Records provided:
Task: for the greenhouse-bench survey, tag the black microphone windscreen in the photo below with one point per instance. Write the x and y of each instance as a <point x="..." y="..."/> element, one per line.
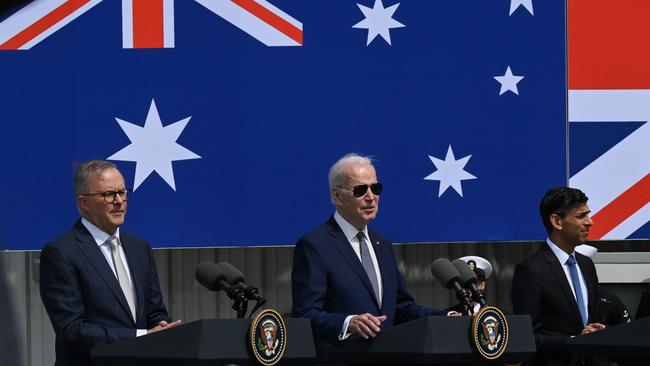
<point x="467" y="276"/>
<point x="444" y="272"/>
<point x="233" y="275"/>
<point x="208" y="275"/>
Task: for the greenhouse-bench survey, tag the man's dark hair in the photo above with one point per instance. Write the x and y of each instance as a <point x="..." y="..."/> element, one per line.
<point x="560" y="201"/>
<point x="92" y="169"/>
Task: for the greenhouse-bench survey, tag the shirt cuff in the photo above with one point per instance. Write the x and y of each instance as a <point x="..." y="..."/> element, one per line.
<point x="344" y="332"/>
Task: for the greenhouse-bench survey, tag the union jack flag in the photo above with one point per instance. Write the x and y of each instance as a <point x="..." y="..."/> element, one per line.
<point x="609" y="113"/>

Task brief:
Please repeat the line that contains "Task: for the greenhouse-bench survey, tag the shirt" and every line after it through the end of the material above, exactly and with nothing added.

Written solution:
Task: for the greenhouse-bench survey, tag the shirt cuff in the photo above with one point per instance. Write the x and y of each instance as a <point x="..." y="..."/> element, one per line.
<point x="344" y="332"/>
Task: for the greenhouse-bench survey, tag the union jack flag in the photo above with one point per instance. Write the x and y of each instance as a <point x="..." y="..."/> element, one per line.
<point x="609" y="113"/>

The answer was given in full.